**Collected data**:
——————
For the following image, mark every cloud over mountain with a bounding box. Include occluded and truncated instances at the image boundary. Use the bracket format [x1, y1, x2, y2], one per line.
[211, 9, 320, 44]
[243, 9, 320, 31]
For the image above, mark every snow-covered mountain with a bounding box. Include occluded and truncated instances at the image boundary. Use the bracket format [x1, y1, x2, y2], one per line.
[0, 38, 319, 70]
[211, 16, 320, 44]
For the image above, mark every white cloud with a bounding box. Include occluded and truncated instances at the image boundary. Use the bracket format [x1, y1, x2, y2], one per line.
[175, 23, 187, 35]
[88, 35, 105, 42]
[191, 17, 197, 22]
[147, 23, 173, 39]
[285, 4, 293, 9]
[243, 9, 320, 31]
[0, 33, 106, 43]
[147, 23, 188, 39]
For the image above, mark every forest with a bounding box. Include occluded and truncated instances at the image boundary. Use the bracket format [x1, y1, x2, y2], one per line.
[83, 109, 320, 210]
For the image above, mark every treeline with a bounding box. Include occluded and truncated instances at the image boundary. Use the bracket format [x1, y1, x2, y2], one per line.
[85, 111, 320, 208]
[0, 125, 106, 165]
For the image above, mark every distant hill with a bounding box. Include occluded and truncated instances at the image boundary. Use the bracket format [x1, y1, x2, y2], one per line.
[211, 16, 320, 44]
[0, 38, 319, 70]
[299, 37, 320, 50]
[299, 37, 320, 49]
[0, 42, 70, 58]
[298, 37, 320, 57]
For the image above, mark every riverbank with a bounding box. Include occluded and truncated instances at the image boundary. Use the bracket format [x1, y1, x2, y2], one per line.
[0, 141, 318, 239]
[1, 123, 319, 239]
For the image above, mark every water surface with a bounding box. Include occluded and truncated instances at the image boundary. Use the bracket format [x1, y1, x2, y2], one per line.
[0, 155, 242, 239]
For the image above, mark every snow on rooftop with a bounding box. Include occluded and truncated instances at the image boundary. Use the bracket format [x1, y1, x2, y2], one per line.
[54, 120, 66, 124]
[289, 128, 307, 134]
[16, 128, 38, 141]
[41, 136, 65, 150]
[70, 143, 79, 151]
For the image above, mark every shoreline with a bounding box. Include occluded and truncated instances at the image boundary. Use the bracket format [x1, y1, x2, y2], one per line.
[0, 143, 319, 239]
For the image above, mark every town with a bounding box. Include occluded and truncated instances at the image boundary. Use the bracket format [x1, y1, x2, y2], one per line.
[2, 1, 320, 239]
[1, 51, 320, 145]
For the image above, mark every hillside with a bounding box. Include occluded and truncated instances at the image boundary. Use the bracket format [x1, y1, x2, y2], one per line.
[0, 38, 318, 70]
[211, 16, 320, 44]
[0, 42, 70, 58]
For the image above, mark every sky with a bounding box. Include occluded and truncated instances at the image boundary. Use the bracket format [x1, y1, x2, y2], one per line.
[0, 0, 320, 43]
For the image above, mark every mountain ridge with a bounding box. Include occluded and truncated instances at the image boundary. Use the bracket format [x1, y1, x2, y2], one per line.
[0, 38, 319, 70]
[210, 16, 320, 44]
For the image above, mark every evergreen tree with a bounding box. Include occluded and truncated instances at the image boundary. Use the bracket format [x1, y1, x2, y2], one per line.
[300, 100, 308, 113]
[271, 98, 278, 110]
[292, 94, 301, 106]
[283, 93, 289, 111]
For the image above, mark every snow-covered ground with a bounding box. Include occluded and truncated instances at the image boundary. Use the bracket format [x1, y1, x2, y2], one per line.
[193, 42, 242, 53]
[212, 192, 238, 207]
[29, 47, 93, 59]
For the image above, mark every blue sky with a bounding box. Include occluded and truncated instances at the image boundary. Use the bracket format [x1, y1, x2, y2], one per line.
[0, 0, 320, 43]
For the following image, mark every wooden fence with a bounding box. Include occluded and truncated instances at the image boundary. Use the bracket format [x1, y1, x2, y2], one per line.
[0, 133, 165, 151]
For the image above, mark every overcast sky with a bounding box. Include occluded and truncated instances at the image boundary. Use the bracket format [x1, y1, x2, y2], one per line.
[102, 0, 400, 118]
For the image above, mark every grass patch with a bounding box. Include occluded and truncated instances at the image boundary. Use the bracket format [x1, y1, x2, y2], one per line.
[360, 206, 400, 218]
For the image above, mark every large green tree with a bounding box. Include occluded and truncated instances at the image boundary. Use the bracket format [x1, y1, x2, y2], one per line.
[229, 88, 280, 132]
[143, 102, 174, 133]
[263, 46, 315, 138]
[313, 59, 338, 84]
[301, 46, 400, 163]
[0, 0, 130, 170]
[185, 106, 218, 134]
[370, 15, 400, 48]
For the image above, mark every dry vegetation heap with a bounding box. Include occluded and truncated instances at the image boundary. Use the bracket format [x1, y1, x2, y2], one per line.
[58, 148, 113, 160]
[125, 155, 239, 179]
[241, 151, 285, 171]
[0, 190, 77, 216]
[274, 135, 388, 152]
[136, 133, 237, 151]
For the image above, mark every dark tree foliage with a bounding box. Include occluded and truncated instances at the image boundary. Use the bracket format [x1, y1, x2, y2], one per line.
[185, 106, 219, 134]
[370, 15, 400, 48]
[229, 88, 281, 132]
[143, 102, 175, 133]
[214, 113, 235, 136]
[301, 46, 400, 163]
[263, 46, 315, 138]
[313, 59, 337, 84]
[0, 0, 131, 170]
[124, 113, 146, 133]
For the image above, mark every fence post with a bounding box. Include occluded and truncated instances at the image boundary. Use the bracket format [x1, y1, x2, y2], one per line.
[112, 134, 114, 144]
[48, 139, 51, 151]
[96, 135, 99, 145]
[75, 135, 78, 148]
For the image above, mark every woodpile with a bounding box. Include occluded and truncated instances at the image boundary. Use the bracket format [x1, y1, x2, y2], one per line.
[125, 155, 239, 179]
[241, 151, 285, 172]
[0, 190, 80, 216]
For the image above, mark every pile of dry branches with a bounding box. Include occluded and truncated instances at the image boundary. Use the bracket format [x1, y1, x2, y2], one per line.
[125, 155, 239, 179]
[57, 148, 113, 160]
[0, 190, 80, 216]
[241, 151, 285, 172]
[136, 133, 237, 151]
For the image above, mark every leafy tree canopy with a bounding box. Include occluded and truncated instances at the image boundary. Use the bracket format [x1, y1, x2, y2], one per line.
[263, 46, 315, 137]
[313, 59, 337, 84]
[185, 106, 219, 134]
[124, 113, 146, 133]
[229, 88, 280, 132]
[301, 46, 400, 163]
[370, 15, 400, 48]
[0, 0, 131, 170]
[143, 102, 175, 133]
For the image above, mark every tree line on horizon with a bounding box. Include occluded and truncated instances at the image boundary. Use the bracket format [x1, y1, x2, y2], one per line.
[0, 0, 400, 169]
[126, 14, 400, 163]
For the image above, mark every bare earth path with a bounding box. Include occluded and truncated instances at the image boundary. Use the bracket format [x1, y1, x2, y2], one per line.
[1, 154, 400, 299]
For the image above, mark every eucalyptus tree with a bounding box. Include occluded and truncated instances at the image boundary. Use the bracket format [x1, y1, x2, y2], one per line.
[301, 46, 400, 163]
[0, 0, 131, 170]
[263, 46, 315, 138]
——————
The response must consist of all the data, reproduced without alteration.

**OUTPUT BELOW**:
For the following image, mark every cloud over mountain with a bounding box. Include occluded and truncated instances at the image boundary. Use the bracket format [x1, y1, x2, y2], one per line.
[211, 9, 320, 44]
[243, 9, 320, 31]
For the image above, mark every snow-covered mountain with a bounding box. Include occluded and truncated instances at the image boundary. Use the bracket format [x1, y1, x2, y2], one per line.
[0, 38, 319, 70]
[211, 16, 320, 44]
For the image above, mark every white cloud with a bounding box. Include occluded and truncated instances at the image boundary. Use the bracket format [x1, y1, x2, y2], one per line.
[175, 23, 187, 35]
[88, 35, 105, 42]
[191, 17, 197, 22]
[147, 23, 173, 39]
[285, 4, 293, 9]
[243, 9, 320, 31]
[0, 33, 106, 43]
[147, 23, 188, 39]
For the image above, mark every forest with a bounding box. Include occluded and truncated instances at the image boundary. Use the bracket format [x1, y1, x2, y2], one per line.
[83, 109, 320, 210]
For the image above, mark every treeline with a bounding box. Include occluded and truncated instances at the image boundary. Use the bracket format [x1, y1, x2, y2], one per line.
[85, 111, 320, 208]
[0, 125, 106, 165]
For the image above, mark every distant hill with a bounding box. Include occluded and truncated instances at the image boundary. Use the bracket format [x1, y1, x2, y2], one per line.
[211, 16, 320, 44]
[0, 38, 319, 70]
[299, 37, 320, 50]
[299, 37, 320, 49]
[0, 42, 70, 58]
[298, 37, 320, 57]
For the image above, mark every riverbank with a bounding box. Include occluded and truncated instances at the image boundary. Use the bracket format [x1, y1, x2, y2], one per line.
[0, 141, 318, 239]
[1, 123, 319, 239]
For the image above, mark every water surface with a bounding box. Include occluded and truncated instances at the image boundary. Use the bracket format [x1, y1, x2, y2], one per line.
[0, 155, 242, 239]
For the image above, mark every snow on rooftop with a bounding box. Include occluded and truncated instances at the image boundary. Use the bracket format [x1, y1, x2, y2], one per line.
[54, 120, 66, 124]
[289, 128, 307, 134]
[16, 128, 38, 141]
[41, 136, 65, 150]
[70, 143, 79, 151]
For the image above, mark every shoreline with a bounding box. Include occluded and truncated instances at the image boundary. Use the bracket format [x1, y1, x2, y2], one per line.
[0, 143, 319, 239]
For the image above, mark every town with a bounding box. Include occluded and truncated instances at the image boundary. Use the bracket format [x1, y1, x2, y2], one per line.
[2, 1, 320, 239]
[1, 51, 320, 145]
For the image above, mark every hillside with a bounding box. Include occluded and truncated instances at the image boundary. Use the bracket format [x1, y1, x2, y2], one per line.
[0, 38, 318, 70]
[211, 16, 320, 44]
[0, 42, 70, 58]
For the image above, mark every sky with a bounding box. Include occluded and truncated instances at the image boundary. Use the bracket format [x1, y1, x2, y2], one per line.
[0, 0, 320, 43]
For the image above, mark every mountain ridge with a bounding box. Include occluded and truncated instances at the image boundary. Use the bracket format [x1, y1, x2, y2], one per line.
[0, 38, 319, 70]
[210, 16, 320, 44]
For the image above, mark every evergreen tree with a bounding box. Include occluded and truncated instances at the image boundary. Use the bracket format [x1, y1, x2, y2], one per line.
[300, 100, 308, 113]
[271, 98, 278, 110]
[292, 94, 301, 106]
[283, 93, 289, 111]
For the image above, mark every snow-covered ground with a bounding box. Include occluded and truncated instances at the image boundary. Use the bracket format [x1, y1, x2, y2], one per line.
[193, 42, 242, 53]
[212, 192, 238, 207]
[29, 47, 93, 59]
For the image above, mark every blue sky with a bounding box. Include occluded and truncated instances at the image boundary. Use the bracket format [x1, y1, x2, y2], one per line.
[0, 0, 320, 43]
For the following image, mark every wooden fence with a bounding box. Include occluded and truncated instances at the image boundary. Use the bracket format [x1, y1, x2, y2], one per line.
[0, 133, 165, 151]
For the image above, mark every overcast sky with a bounding box. Include occluded and truncated instances at the image boundary. Use the bracket format [x1, y1, x2, y2], one per line.
[102, 0, 400, 118]
For the image above, mark every grass patch with a bounding box. Include occluded and truncated instances at the image boundary. Use the bracket format [x1, y1, x2, y2], one per line.
[360, 206, 400, 218]
For the image above, mark every large green tree with a bounding box. Include occluded and truncated instances at the image boundary. Use the bracket format [x1, y1, x2, y2], one per line.
[229, 88, 280, 132]
[143, 102, 174, 133]
[263, 46, 315, 138]
[313, 59, 338, 84]
[301, 46, 400, 163]
[0, 0, 130, 170]
[185, 106, 218, 134]
[370, 15, 400, 48]
For the image above, mark every dry vegetation heap with a bounding box. Include occluded and truncated instances at the image boundary. Use the bracket format [x1, y1, x2, y2], one per line.
[58, 148, 113, 160]
[125, 155, 239, 179]
[241, 151, 285, 171]
[0, 190, 77, 216]
[274, 135, 388, 152]
[136, 133, 237, 151]
For the image above, mark every dark tree foliage with a bounding box. Include occluded and truncated instances at the image boundary. Use the bracket format [x1, y1, x2, y2], one per line.
[185, 106, 219, 134]
[370, 15, 400, 48]
[229, 88, 281, 132]
[143, 102, 175, 133]
[214, 113, 235, 136]
[301, 46, 400, 163]
[263, 46, 315, 138]
[313, 59, 337, 84]
[0, 0, 131, 170]
[124, 113, 146, 133]
For the image above, mark every fence post with a bounding box. Include occluded and truncated instances at the image boundary. Use the bracket format [x1, y1, x2, y2], one per line.
[112, 134, 114, 144]
[48, 139, 51, 151]
[96, 135, 99, 145]
[75, 135, 78, 148]
For the image above, mark every woodpile with a bounding box. Include occluded and truncated instances at the image boundary. Use the bracket format [x1, y1, x2, y2], one per line.
[125, 155, 239, 179]
[241, 151, 285, 172]
[0, 190, 80, 216]
For the image above, mark every pile of dry branches with a bounding box. Include occluded and truncated instances at the image boundary. Use the bracket format [x1, y1, x2, y2], one per line.
[125, 155, 239, 179]
[57, 148, 113, 160]
[0, 190, 80, 216]
[241, 151, 285, 172]
[136, 133, 237, 151]
For the image above, mark every leafy tree canopy with a bounding box. Include occluded and truncated instances at the image boundary. Use the bracket format [x1, y1, x2, y2], one per line.
[263, 46, 315, 137]
[313, 59, 337, 84]
[185, 106, 219, 134]
[124, 113, 146, 133]
[229, 88, 280, 132]
[301, 46, 400, 163]
[370, 15, 400, 48]
[0, 0, 131, 170]
[143, 102, 175, 133]
For the image above, mark every tree line on horizon with a bounding box. Include occluded and truncated instances at the image boundary. Use the bracket format [x1, y1, x2, y2], one per line.
[0, 0, 400, 169]
[126, 14, 400, 163]
For the image above, mark every bare earth path with a bounding box. Include occluded and truncated instances at the image boundary. Use the bracket format [x1, y1, x2, y2], one per line.
[1, 154, 400, 299]
For the image above, mark every eucalyptus tree with a bounding box. Include occluded and truncated instances at the image boundary. Use the bracket format [x1, y1, x2, y2], one per line.
[301, 46, 400, 163]
[0, 0, 131, 170]
[263, 46, 315, 138]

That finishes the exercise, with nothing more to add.